▶ Task details
Please render all of the data below as a numbered list, dropping any blank lines and leaving the pictures out.

▶ Records for pointing at objects in photos
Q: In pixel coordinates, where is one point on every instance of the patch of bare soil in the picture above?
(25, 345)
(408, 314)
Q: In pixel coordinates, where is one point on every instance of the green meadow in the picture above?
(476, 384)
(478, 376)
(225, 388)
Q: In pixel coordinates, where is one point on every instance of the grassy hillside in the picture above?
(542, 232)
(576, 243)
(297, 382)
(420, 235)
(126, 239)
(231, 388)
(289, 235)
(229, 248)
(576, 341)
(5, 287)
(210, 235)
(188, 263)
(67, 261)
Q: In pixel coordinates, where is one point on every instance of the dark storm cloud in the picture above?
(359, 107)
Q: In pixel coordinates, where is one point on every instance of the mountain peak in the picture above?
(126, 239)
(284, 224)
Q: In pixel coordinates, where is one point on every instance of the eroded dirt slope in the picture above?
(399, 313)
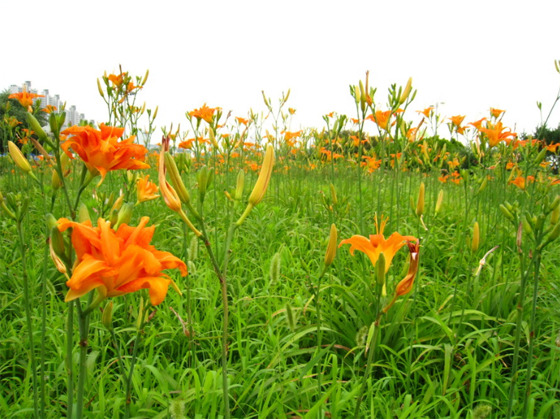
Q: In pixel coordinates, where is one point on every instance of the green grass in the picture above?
(445, 350)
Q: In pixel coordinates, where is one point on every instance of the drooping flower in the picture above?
(118, 262)
(24, 98)
(146, 190)
(101, 150)
(377, 244)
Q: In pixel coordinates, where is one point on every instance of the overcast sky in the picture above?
(467, 56)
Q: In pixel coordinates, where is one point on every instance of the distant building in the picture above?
(73, 117)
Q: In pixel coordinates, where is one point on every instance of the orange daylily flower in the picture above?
(427, 112)
(25, 99)
(242, 120)
(496, 112)
(49, 109)
(118, 262)
(496, 133)
(521, 182)
(100, 149)
(552, 147)
(145, 189)
(381, 119)
(204, 112)
(478, 124)
(377, 244)
(289, 135)
(456, 122)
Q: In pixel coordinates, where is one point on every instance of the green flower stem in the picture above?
(69, 360)
(137, 341)
(515, 364)
(532, 333)
(83, 325)
(371, 358)
(28, 305)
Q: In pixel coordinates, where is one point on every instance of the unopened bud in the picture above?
(264, 177)
(176, 179)
(380, 268)
(476, 237)
(420, 202)
(334, 198)
(331, 248)
(125, 214)
(83, 213)
(406, 91)
(107, 316)
(100, 89)
(240, 185)
(507, 213)
(35, 126)
(439, 202)
(18, 157)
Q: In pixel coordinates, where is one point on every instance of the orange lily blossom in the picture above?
(377, 244)
(496, 112)
(118, 262)
(100, 149)
(204, 112)
(496, 133)
(381, 118)
(25, 99)
(146, 190)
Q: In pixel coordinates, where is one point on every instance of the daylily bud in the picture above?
(57, 241)
(380, 268)
(420, 203)
(18, 157)
(212, 137)
(476, 237)
(125, 214)
(56, 183)
(35, 126)
(204, 176)
(356, 94)
(541, 155)
(333, 195)
(406, 91)
(331, 248)
(100, 89)
(5, 208)
(555, 216)
(240, 185)
(176, 179)
(405, 286)
(168, 194)
(107, 316)
(265, 99)
(83, 213)
(439, 202)
(264, 177)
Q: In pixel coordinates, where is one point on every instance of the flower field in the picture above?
(393, 263)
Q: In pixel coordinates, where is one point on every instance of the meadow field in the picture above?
(374, 267)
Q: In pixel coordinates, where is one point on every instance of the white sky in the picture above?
(470, 55)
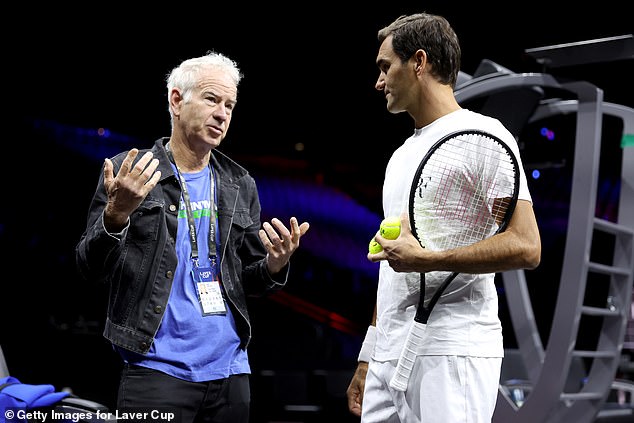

▶ Answer below
1. Q: In pixel coordinates, where is one point on every instance of the patch of bare soil in the picture above?
2. (25, 345)
3. (408, 314)
4. Q: In pixel coordinates, where is one point on every instance of the green meadow in the picture above?
5. (476, 384)
6. (478, 376)
7. (225, 388)
8. Q: In pixel coordinates, where is one point on every instance of the grassy hillside in the picture above?
9. (542, 232)
10. (576, 243)
11. (297, 382)
12. (420, 235)
13. (126, 239)
14. (231, 388)
15. (289, 235)
16. (229, 248)
17. (576, 341)
18. (5, 287)
19. (210, 235)
20. (188, 263)
21. (67, 261)
22. Q: In pixel coordinates, where is one point on every instance of the dark storm cloud in the picture above?
23. (359, 107)
24. Q: In pixel coordinates, where is one point on every instance of the mountain peak in the picture above?
25. (126, 239)
26. (284, 224)
27. Q: In pixel coordinates, where is one point on every instance of the eroded dirt slope in the picture above?
28. (399, 313)
29. Q: In pixel coordinates, where is one point on every instance of the green grass in the picture above?
30. (445, 350)
31. Q: In pixel coordinates, where is one point on every instance of the drooping flower in the picture above?
32. (118, 262)
33. (24, 98)
34. (146, 190)
35. (101, 150)
36. (377, 244)
37. Q: In pixel coordinates, where is one point on every instance of the overcast sky in the picture above?
38. (467, 56)
39. Q: In pixel coordinates, where is one point on every instance of the distant building in the picture above?
40. (73, 117)
41. Q: In pixel coordinates, where is one point on every instance of the orange daylily flower in the picture above?
42. (427, 112)
43. (25, 99)
44. (242, 120)
45. (496, 112)
46. (49, 109)
47. (118, 262)
48. (496, 133)
49. (521, 182)
50. (100, 149)
51. (552, 147)
52. (145, 189)
53. (381, 119)
54. (204, 112)
55. (478, 124)
56. (377, 244)
57. (289, 135)
58. (456, 122)
59. Q: In pixel coordinates, where is one point on every instance of the green flower stem in the picture above?
60. (69, 360)
61. (137, 341)
62. (515, 364)
63. (532, 333)
64. (83, 325)
65. (371, 358)
66. (28, 305)
67. Q: In pixel coordinates, where is one point on every instance of the unopened bud in the picture above?
68. (264, 177)
69. (176, 179)
70. (380, 268)
71. (476, 237)
72. (420, 202)
73. (334, 198)
74. (331, 248)
75. (125, 214)
76. (83, 213)
77. (406, 91)
78. (107, 316)
79. (100, 89)
80. (240, 185)
81. (507, 213)
82. (35, 126)
83. (439, 202)
84. (18, 157)
85. Q: In pixel coordinates, where is one point on every instance of the orange lily blossom in the picture above?
86. (377, 244)
87. (496, 112)
88. (118, 262)
89. (100, 149)
90. (204, 112)
91. (496, 133)
92. (381, 118)
93. (25, 99)
94. (146, 190)
95. Q: In pixel coordinates, where is one point on every instance of the daylily bud in the picture above?
96. (57, 241)
97. (380, 268)
98. (420, 203)
99. (18, 157)
100. (212, 137)
101. (476, 237)
102. (125, 214)
103. (56, 183)
104. (35, 126)
105. (204, 176)
106. (356, 94)
107. (541, 155)
108. (333, 195)
109. (406, 91)
110. (331, 248)
111. (100, 89)
112. (5, 208)
113. (555, 216)
114. (240, 185)
115. (176, 179)
116. (405, 286)
117. (168, 194)
118. (107, 316)
119. (265, 99)
120. (83, 213)
121. (439, 202)
122. (264, 177)
123. Q: In pixel coordinates, where is one point on every instance of the flower field in the picture above?
124. (393, 263)
125. Q: In pixel coordinates, where is one point on every instance of the meadow field in the picture above?
126. (374, 267)
127. Q: In pixel coordinates, where is one point on every instance of the white sky in the picture above?
128. (470, 55)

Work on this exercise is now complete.